#### Selected text

______________________________

I don't know. I could be talking out of my ass. Or this could be lesson #7 in my self-taught class on how to be more like David Tennant (who is not a perfect performer, but almost every time I watch him, I'm inspired to go out and live and perform and feel and love and let myself be ripped open with heartache, so at the moment, he's who I'm looking to for inspiration as a performer). Hamlet's soliloquy, for example. He's contemplating suicide. But he's hurt and confused and feels betrayed and honestly doesn't know if he is more afraid of continuing in his current state or of the unknown thing that happens (or doesn't happen) when you die. It's a speech about suicide, but it's a speech about so much more than that, and that is why it has stood the test of time. Can you imagine Hamlet going out and delivering this speech as blase dude? There'd be no point for the rest of the play. He is despondent, but that doesn't mean he doesn't care. It is because he cares so much that he has become despondent.

______________________________

#### Collected material

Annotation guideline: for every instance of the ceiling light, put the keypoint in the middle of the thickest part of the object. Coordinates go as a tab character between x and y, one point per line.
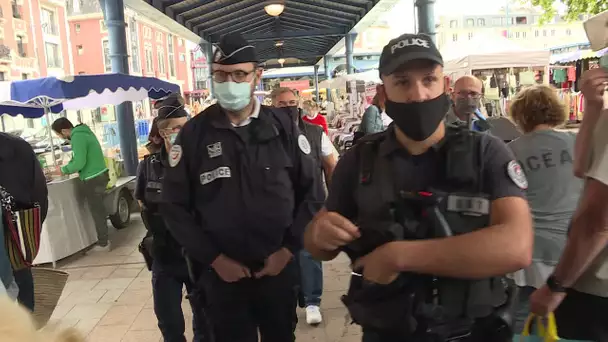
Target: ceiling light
274	8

______________________________

#### Description of the task
In the text about performing Hamlet, what does it say is the reason Hamlet has become despondent?

#### Exercise solution
He has become despondent because he cares so much.